## AIM OF THE TASK
Rewrite the listing below, changing each "drop" to "place" and leaving everything else as it is.

Entries from a pointing dataset:

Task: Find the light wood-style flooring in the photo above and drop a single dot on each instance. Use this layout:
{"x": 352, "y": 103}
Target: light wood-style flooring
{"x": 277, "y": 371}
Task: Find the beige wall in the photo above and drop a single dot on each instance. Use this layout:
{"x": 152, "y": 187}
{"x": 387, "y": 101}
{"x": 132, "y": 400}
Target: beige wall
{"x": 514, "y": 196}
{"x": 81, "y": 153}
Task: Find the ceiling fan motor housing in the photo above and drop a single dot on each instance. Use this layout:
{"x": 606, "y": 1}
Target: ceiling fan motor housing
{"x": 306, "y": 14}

## SOLUTION TO THE EXERCISE
Task: Find the light wood-style flooring in the photo above and place a single dot on each instance. Use this layout:
{"x": 352, "y": 103}
Target: light wood-style flooring
{"x": 277, "y": 371}
Task: Find the beige wall in the photo above and place a single dot on each instance. Use this layout:
{"x": 152, "y": 187}
{"x": 387, "y": 101}
{"x": 132, "y": 400}
Target: beige wall
{"x": 514, "y": 196}
{"x": 81, "y": 153}
Task: Find the ceiling fan motor housing in the photo above and place a single dot on each instance. Use this layout:
{"x": 606, "y": 1}
Target: ceiling fan motor housing
{"x": 306, "y": 14}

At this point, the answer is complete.